__Provided passage__:
%%
By the start of his second term in 1945, Taft set the agenda for conservatives from both parties. As the creator and chair of the Republican Steering Committee, the insider organization that evolved into the Republican Policy Committee, he generally opposed any measure he considered "big government" or anti-business, but approved increased expenditures for public housing and public education. He remained an outspoken critic of liberalism, however, and condemned Truman's domestic record when promoting Republican candidates for Congress.

The 1946 mid-term elections brought the Senate and the House back in the control of the Republican party. Taft could have become majority leader, but declined. He had no interest in performing the mundane scheduling tasks that once dominated the lives of floor leaders. Instead, he had Wallace White, an aging figurehead, take the job, while he directed his colleagues from his positions as chair of the Republican Policy Committee and chair of the Committee on Labor and Public Welfare. White accepted his minor role in the party and, in fact, freely admitted to journalists that, for more information, "Taft is the man you want to see."

The 80th Congress (1947-1949) made Taft a national figure. Not only did he obstruct legislation supported by Truman, but he pushed significant bills of his own to passage. Determined to curtail the pro-labor Wagner Act (1935), Taft worked hard to restrict the power of unions. Since his bills would have to achieve a two-thirds, "super majority" vote of senators and representatives to override a Truman veto, he designed the measures to be palatable to moderates on both sides of the aisle. Taft's strategy paid off. As expected, Truman vetoed the Taft-Hartley Labor Act, which limited the use of strikes and prevented unions from donating directly to political campaigns. The House and Senate, however, overturned this veto, as well as a veto on a tax-reduction bill. The dual victories prompted one writer in The New Republic to state, "Congress now consists of the House, the Senate and Bob Taft."

For all his legislative power, Taft still could not break into presidential politics. He made another run for the nomination in 1948, but once again, the Republican convention passed him over. This time, the delegates chose one of Taft's political rivals to head the ticket, Thomas E. Dewey, a progressive Republican who represented the more liberal, eastern wing of the party. In the general elections,  Truman narrowly defeated Dewey, and the Democrats took back the Senate.
%%
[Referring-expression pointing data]
%%
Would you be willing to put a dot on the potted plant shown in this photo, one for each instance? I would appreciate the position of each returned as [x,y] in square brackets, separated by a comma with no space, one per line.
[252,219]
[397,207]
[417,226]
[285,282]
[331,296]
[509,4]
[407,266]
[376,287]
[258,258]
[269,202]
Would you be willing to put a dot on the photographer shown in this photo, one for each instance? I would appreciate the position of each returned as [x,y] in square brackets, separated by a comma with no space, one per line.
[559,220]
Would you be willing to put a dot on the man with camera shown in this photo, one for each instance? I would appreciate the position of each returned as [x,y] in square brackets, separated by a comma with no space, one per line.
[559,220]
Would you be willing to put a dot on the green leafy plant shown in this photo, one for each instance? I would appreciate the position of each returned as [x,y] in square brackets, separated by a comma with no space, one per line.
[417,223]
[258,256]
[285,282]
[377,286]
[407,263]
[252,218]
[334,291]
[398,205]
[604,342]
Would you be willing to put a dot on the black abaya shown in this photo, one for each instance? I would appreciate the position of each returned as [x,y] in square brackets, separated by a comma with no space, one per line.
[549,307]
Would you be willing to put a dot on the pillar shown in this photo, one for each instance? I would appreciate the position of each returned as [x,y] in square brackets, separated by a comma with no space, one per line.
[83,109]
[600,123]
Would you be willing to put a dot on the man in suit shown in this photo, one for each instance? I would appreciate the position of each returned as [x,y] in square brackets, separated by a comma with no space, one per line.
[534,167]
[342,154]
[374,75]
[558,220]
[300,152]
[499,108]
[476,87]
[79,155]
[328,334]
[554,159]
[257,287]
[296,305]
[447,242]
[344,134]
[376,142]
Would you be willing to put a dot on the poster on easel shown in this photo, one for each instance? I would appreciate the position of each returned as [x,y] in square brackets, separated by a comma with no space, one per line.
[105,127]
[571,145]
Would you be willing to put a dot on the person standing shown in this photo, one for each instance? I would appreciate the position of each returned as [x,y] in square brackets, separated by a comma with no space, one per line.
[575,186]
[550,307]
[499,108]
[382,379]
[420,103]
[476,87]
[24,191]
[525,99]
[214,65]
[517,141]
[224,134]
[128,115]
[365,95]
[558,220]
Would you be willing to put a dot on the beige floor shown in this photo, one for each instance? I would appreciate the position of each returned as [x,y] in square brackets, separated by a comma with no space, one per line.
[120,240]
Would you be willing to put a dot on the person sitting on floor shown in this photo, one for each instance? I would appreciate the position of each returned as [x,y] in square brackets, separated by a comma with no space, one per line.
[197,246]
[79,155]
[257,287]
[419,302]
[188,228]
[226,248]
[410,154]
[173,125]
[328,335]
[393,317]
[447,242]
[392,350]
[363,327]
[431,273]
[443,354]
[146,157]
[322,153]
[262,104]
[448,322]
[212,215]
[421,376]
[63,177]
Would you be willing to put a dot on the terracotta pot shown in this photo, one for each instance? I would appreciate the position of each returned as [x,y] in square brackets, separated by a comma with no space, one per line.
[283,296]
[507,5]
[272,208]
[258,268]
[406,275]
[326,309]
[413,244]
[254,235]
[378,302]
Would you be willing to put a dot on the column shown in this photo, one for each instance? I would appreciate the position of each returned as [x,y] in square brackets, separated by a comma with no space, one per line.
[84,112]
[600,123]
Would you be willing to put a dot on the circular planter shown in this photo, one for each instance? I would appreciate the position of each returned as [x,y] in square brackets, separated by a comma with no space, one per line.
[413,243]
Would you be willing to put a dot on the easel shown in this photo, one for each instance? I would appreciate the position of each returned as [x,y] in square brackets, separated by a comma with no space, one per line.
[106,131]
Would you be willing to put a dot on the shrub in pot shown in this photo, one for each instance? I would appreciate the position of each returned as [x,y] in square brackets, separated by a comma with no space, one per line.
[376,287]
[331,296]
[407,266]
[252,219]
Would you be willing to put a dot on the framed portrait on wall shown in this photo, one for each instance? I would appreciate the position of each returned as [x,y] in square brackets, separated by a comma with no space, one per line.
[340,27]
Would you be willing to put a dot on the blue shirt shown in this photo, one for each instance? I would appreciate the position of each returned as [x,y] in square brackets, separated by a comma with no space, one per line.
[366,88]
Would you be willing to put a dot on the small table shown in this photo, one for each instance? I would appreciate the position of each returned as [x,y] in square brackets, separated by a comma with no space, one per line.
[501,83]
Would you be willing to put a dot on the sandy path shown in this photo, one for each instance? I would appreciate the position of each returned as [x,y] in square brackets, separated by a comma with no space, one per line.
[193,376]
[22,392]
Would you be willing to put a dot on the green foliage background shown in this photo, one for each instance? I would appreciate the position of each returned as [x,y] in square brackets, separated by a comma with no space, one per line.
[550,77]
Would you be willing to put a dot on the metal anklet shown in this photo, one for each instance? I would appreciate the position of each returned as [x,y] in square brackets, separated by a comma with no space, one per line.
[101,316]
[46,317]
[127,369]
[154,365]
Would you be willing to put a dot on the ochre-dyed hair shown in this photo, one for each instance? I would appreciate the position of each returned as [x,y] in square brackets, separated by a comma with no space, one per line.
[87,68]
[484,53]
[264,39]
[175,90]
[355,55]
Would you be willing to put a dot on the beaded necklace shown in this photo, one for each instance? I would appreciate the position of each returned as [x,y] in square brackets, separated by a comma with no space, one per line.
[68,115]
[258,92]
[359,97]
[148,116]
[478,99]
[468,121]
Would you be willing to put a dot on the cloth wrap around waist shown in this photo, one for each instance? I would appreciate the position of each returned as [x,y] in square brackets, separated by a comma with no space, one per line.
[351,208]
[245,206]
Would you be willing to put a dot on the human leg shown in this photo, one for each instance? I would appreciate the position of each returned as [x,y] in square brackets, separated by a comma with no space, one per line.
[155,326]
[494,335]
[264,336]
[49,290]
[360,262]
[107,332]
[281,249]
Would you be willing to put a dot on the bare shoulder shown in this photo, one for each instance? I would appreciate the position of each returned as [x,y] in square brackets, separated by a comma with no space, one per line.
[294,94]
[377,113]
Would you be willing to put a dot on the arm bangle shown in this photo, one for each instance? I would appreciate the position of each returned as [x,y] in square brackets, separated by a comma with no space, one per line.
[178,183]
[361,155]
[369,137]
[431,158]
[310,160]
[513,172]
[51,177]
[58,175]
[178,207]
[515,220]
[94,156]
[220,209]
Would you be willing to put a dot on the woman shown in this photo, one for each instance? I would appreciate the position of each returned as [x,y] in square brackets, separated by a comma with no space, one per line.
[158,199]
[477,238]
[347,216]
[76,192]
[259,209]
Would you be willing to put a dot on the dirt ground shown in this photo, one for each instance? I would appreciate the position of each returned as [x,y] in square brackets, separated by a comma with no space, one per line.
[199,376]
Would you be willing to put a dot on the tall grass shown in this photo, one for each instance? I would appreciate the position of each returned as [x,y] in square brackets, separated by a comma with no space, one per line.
%%
__Prompt A__: Update the passage on Taft, everything from "By the start" down to "candidates for Congress.", with "public housing" changed to "veterans' hospitals".
__Prompt B__: Write what comes next in the passage on Taft's Senate career, picking up after its final sentence.

__Exercise response A__:
By the start of his second term in 1945, Taft set the agenda for conservatives from both parties. As the creator and chair of the Republican Steering Committee, the insider organization that evolved into the Republican Policy Committee, he generally opposed any measure he considered "big government" or anti-business, but approved increased expenditures for veterans' hospitals and public education. He remained an outspoken critic of liberalism, however, and condemned Truman's domestic record when promoting Republican candidates for Congress.

__Exercise response B__:
According to Majority Leader Wallace White, the year 1948 marked Taft's "sad, worst period." Frustrated and embittered, Taft eventually rallied and gained the upper hand over the new majority leader, Democrat Scott Lucas. In fact, Taft's coalition of conservatives outnumbered the regular Democrats. Lucas failed to gain recognition as an effective leader, while Taft retained his reputation as the most powerful member of Congress. Taft lived up to his nickname, "Mr. Republican," and unified his party against the Truman administration.

In 1952, Taft made his final attempt to win the Republican nomination for president, but was outmatched by his competition, the popular General Dwight Eisenhower.  Eisenhower won election in 1952, as did several other Republican candidates, and once again, the GOP commanded the Senate. Rather than pick another "front man" to express his views, Taft became the official majority leader in January 1953. In the first months of his term, he enjoyed a good relationship with Eisenhower. The president and Senate majority leader became close, working together on policies that easily earned congressional approval. For once, Taft did not have to mastermind strategies to pass or block controversial legislation.  According to political writer Robert Merry, these were the "days of Taft's greatest glory."  

The glorious days did not last long. In April, Taft experienced a sharp pain in his hip, the first sign of the cancer that had spread throughout his body. There was nothing he could do but choose his own successor to his position. Four days after Taft's death on July 31, William Knowland became the majority leader. He assumed Taft's title but not his role in the Senate. Nobody could replace the man who had achieved so much in sixty-three years, a gifted legislator, admired by many, scorned by others, and respected, if grudgingly, by all.